*STATED TASK*:
Give the lines in the records below as a JSON list of strings, one string per line with blank lines left out, from the line containing "point: airport ground" up to and including the line containing "point: airplane fuselage".

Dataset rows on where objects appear
>>>
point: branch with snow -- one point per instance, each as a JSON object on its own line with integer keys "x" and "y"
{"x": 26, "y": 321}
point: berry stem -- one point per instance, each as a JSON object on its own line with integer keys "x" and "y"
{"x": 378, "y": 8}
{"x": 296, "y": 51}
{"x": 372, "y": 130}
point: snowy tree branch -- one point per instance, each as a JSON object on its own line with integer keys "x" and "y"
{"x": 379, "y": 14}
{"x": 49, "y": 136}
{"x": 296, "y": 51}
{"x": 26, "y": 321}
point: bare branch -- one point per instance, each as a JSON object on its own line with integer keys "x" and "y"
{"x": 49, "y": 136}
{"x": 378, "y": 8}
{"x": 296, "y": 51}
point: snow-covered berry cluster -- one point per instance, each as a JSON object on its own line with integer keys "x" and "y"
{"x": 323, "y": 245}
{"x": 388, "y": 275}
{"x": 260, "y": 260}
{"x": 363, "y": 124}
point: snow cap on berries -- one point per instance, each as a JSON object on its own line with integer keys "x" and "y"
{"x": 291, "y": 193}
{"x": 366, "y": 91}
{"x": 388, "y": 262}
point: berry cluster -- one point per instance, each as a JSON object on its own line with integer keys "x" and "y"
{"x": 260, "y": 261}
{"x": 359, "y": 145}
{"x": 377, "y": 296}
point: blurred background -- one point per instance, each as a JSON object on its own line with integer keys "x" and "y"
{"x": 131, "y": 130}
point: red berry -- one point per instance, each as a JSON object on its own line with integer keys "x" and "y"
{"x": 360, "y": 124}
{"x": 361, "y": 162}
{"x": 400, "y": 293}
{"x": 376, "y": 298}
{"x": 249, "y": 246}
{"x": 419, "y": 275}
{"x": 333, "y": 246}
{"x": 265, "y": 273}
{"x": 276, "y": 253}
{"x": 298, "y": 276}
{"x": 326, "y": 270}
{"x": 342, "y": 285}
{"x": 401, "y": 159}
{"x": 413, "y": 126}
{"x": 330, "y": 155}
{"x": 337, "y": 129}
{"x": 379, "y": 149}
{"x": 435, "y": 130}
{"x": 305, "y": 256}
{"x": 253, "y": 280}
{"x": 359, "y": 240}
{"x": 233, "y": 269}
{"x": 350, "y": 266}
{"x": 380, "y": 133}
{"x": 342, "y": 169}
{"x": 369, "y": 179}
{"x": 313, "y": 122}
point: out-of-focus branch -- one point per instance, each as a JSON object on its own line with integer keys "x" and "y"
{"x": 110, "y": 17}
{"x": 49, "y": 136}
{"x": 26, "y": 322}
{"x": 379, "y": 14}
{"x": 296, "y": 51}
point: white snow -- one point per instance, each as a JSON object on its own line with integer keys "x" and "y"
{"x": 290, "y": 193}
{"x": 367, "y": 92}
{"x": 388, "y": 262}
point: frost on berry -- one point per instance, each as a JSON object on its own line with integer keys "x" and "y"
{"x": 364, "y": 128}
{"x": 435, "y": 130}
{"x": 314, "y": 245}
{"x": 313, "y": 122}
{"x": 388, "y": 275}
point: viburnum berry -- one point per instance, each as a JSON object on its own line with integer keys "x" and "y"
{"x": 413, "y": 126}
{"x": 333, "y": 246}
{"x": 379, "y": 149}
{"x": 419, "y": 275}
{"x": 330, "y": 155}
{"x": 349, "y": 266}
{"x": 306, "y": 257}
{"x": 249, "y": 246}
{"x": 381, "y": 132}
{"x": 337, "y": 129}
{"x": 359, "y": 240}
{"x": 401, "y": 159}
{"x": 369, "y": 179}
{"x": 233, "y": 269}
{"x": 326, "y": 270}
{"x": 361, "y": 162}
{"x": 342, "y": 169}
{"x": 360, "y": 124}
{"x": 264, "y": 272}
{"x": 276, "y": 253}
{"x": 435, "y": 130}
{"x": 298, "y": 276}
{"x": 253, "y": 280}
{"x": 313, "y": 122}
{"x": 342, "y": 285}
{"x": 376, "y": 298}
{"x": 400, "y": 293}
<<<
>>>
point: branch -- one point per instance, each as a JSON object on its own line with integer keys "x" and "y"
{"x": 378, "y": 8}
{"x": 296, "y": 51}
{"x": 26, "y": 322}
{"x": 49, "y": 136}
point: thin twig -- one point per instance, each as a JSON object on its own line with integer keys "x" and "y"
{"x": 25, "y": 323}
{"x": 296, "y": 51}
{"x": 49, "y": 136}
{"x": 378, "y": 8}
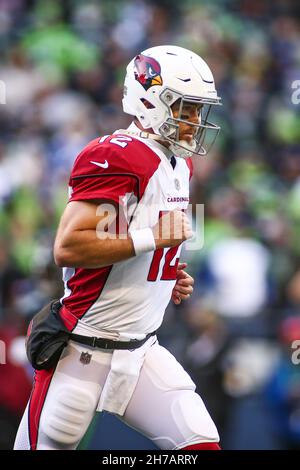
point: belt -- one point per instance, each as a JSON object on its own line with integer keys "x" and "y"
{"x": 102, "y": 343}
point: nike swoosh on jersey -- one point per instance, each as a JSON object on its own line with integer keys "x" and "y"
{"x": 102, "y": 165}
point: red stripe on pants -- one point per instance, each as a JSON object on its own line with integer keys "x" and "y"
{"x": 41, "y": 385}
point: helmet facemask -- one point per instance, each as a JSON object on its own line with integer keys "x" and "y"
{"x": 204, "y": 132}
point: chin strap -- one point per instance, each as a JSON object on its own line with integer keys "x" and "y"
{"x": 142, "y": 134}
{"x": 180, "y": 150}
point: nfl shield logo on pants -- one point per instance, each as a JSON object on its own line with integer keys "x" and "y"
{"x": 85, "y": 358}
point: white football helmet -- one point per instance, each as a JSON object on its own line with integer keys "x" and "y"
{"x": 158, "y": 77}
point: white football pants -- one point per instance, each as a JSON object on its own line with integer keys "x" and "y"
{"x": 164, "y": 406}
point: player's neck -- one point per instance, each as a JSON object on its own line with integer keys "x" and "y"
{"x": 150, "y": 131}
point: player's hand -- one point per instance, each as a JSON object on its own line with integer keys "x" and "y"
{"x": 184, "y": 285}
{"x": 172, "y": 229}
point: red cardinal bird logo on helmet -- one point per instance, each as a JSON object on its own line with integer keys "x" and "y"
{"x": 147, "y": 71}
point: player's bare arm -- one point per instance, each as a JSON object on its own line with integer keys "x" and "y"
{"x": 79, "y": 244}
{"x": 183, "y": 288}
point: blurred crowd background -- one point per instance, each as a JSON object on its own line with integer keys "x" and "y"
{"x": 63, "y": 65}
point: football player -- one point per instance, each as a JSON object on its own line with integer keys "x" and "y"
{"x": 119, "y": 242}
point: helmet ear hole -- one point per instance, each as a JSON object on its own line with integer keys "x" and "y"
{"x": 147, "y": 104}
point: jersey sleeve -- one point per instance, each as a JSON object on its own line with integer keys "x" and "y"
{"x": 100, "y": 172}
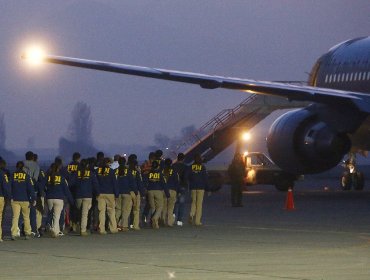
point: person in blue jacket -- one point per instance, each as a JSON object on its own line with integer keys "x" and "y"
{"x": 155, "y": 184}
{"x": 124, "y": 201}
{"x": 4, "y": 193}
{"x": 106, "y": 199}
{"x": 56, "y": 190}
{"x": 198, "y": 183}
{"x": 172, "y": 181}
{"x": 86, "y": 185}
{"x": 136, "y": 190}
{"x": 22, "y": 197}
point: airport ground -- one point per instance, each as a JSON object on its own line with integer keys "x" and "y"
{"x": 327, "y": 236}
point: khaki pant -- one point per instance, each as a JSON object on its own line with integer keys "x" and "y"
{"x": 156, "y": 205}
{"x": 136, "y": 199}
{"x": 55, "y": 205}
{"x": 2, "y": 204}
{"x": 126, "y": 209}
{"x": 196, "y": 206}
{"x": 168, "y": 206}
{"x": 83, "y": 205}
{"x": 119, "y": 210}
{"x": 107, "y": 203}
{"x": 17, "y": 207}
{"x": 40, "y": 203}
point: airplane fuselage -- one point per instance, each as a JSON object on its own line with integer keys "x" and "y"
<<<
*ANSWER TO THIS EXERCISE*:
[
  "point: airport ground -- one point per instance, each as a JSON object on its own line with integer keys \"x\" and \"y\"",
  "{\"x\": 327, \"y\": 236}",
  "point: khaki pant -- one point per instance, each as a JSON object on its own line with integer keys \"x\" and \"y\"",
  "{\"x\": 156, \"y\": 205}",
  "{\"x\": 136, \"y\": 199}",
  "{\"x\": 55, \"y\": 205}",
  "{\"x\": 2, \"y\": 204}",
  "{\"x\": 126, \"y\": 209}",
  "{\"x\": 196, \"y\": 206}",
  "{\"x\": 168, \"y\": 206}",
  "{\"x\": 83, \"y\": 205}",
  "{\"x\": 119, \"y\": 210}",
  "{\"x\": 107, \"y\": 203}",
  "{\"x\": 17, \"y\": 207}",
  "{\"x\": 40, \"y\": 203}",
  "point: airplane fuselage -- one point per instance, each as a JSON object on its own line with integer keys \"x\" and \"y\""
]